**TASK OBJECTIVE**: Keep the images out and set the listing below down word for word.

____

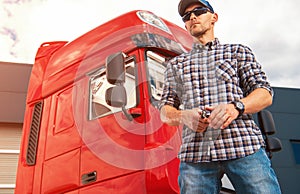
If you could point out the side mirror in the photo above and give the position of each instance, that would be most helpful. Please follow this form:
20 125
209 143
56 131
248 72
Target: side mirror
115 68
267 125
116 96
266 122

____

**ANSWER TO THIS EXERCISE**:
If you could point out the side mirror in the photo above and give the position of each instance, that would be most helpful. Please follow this form:
20 125
209 143
56 131
248 72
Target: side mirror
115 68
267 125
116 96
266 122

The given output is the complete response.